-------- TRECHO DO DOCUMENTO --------

Acho engraçado, neste ínterim, os imperativos filosóficos que fazem apologia à indignação contra qualquer tipo de imposição de poder, mas impedem que alguém se indigne contra a própria filosofia e sua lógica do saber-poder. Eis o que me incomoda neste tipo de orientação crítica-esclarecedora: há uma clara indisposição de permitir que o interlocutor simplesmente pense, porque logo de início não se reconhece que ele já pensa, ainda ele que não possa ou não queira falar isso que pensa. O traço de estilo da crítica, deste modo, está em falar como se estivesse enunciando de um lugar neutro, seguro, sem qualquer implicação ideológica mesmo quando se posiciona ideologicamente, o que não deixa de ser uma estratégia de dissimulação da verdade objetiva sobre si mesma: vencer a qualquer custo, isto é, saber-poder. E aqui faço questão de mencionar, sendo contraditório mesmo, um mecanismo muito bem percebido e diagnosticado por Adorno: a verdadeira estratégia de poder não reside tanto na imposição de uma norma de pensamento, mas na organização prévia das possibilidades de escolha (de condutas, de sentidos, de ficções). Trata-se de operar uma reificação do pensamento ao relegar o movimento da escolha ao circuito limitado de um pêndulo que vai necessariamente de um polo a outro – e ir de um polo a outro é apenas uma maneira mais astuta de não andar.

--------

■ EXPERIMENTE
De acordo com o trecho do documento, em que reside a verdadeira estratégia de poder no mecanismo diagnosticado por Adorno?

-------- TRECHOS DAS LINHAS --------

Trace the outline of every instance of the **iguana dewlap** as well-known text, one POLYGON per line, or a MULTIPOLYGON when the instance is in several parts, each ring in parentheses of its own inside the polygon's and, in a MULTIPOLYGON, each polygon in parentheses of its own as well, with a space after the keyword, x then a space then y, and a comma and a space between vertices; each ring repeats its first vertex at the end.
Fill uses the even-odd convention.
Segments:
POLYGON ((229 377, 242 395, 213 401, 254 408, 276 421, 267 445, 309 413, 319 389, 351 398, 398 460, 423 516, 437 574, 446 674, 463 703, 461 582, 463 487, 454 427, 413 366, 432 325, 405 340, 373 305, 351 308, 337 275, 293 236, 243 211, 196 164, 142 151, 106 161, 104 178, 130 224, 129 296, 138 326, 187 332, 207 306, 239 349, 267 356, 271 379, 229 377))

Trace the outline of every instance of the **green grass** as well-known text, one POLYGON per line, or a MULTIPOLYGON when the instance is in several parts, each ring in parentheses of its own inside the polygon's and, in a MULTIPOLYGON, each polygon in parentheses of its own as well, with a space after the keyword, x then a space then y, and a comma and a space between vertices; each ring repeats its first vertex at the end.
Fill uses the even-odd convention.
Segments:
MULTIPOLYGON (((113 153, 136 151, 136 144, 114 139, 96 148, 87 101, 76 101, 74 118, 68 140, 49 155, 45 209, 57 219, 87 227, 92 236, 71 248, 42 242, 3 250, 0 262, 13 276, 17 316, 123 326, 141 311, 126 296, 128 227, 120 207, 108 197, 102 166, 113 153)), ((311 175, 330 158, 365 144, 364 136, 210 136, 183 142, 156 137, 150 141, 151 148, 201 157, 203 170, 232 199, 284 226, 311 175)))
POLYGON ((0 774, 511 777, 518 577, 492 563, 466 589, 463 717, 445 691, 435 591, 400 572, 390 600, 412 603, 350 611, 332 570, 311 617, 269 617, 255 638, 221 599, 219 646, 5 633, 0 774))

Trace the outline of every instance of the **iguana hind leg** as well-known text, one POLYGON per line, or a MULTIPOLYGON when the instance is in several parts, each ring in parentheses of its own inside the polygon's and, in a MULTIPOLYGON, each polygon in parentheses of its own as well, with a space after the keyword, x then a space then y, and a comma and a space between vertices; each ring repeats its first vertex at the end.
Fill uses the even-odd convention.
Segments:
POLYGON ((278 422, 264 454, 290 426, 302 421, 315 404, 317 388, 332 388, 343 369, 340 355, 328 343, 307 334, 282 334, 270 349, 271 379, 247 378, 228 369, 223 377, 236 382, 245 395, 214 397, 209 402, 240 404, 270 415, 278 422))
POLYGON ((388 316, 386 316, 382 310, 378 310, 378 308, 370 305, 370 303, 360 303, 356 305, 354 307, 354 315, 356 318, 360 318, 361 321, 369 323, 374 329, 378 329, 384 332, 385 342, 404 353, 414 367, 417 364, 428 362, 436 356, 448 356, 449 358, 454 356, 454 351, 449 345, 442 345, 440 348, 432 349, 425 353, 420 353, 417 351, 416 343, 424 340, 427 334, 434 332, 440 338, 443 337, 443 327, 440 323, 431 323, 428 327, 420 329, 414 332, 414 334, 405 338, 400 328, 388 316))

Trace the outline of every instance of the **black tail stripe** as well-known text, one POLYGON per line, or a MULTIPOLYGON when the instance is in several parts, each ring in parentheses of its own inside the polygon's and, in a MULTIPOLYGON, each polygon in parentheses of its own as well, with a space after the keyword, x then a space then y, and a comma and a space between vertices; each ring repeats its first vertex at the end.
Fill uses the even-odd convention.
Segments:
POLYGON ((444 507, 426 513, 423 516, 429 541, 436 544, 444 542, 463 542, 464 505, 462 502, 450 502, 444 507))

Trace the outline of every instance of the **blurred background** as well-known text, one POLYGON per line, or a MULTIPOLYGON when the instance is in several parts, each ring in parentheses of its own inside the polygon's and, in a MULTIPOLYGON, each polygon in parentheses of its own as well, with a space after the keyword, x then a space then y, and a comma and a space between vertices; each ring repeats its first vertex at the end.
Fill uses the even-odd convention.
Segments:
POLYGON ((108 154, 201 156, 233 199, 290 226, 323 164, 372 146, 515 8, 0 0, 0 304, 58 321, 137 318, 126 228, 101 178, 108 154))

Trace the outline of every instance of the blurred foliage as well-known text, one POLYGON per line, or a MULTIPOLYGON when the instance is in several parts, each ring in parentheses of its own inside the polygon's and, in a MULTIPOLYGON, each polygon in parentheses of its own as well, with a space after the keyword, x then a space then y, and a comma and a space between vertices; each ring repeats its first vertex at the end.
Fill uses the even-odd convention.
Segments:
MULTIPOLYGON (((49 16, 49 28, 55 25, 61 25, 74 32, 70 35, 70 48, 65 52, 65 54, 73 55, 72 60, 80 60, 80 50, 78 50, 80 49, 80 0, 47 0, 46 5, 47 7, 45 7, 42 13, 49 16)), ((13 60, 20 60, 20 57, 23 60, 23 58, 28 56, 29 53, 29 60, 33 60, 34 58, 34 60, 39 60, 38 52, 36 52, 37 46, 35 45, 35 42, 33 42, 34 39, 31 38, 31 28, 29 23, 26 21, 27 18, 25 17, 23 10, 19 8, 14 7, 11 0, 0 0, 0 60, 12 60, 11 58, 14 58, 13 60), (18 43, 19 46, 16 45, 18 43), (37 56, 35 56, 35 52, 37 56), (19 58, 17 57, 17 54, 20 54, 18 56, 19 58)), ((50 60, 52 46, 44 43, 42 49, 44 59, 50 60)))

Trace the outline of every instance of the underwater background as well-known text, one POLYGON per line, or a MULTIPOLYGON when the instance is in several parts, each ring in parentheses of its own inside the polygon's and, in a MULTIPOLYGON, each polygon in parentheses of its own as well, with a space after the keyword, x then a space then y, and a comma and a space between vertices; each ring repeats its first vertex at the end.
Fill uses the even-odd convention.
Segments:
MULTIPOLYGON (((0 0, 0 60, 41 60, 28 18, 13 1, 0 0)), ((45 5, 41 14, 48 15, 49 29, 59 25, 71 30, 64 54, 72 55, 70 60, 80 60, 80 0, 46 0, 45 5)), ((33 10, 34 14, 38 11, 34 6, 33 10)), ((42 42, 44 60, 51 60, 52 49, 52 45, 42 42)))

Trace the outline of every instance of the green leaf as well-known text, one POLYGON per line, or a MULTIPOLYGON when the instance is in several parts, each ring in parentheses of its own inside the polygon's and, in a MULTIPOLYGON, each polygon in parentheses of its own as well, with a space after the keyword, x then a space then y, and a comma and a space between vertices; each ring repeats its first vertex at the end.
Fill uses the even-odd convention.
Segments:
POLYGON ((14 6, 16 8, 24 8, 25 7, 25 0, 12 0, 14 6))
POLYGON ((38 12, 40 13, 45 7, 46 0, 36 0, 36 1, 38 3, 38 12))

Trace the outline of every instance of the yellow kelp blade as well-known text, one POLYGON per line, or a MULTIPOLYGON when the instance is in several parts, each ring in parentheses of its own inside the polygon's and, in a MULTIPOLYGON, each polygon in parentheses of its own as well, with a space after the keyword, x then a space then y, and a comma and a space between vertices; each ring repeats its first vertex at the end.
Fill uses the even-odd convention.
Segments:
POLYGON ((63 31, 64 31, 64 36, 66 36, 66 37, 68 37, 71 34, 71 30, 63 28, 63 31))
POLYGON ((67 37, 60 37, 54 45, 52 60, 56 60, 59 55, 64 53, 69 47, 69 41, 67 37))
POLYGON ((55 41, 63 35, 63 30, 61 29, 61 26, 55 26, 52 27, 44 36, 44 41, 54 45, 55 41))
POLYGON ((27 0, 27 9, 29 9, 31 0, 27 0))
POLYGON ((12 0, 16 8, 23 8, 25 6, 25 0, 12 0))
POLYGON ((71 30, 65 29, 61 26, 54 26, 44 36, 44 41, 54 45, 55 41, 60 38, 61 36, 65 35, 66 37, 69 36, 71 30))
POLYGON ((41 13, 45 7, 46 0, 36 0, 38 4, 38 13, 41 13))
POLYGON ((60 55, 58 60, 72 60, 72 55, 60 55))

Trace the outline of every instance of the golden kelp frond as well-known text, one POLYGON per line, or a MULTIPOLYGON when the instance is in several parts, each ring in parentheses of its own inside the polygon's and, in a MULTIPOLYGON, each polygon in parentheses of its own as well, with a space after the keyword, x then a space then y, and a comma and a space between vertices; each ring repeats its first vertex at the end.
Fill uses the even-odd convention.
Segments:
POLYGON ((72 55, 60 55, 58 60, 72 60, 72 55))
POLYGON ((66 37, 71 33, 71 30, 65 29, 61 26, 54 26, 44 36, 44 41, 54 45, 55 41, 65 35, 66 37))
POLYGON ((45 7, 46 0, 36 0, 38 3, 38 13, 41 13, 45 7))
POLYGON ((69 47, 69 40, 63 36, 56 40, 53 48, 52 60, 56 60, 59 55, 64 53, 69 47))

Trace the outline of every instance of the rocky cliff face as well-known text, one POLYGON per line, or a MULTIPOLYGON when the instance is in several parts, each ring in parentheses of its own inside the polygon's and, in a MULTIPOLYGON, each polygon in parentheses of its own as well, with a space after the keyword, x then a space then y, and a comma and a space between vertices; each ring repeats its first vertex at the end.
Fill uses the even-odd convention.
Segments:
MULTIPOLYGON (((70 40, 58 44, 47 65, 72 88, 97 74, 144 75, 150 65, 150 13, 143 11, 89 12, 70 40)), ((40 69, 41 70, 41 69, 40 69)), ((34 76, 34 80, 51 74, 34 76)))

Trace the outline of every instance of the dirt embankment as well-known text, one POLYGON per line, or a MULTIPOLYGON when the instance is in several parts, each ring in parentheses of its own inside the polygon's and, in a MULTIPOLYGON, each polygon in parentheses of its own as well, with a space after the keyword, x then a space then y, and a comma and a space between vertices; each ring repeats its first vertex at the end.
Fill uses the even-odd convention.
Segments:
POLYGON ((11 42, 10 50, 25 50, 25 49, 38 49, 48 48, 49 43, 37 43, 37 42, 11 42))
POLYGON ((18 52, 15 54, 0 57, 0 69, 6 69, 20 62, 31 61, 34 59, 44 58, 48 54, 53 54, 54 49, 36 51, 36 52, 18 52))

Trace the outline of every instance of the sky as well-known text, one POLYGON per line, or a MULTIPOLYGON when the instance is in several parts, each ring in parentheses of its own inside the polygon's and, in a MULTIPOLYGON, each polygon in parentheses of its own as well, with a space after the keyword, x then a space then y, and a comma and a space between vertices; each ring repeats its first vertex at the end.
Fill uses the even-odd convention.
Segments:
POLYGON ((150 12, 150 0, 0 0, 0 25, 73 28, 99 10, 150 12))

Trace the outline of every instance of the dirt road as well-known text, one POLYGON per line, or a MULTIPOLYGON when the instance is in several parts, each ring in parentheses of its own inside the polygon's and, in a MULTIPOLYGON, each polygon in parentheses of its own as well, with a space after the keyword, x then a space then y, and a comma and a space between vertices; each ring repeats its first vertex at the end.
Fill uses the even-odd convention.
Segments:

--------

■ RESPOSTA DO EXERCÍCIO
Na organização prévia das possibilidades de escolha (de condutas, de sentidos, de ficções).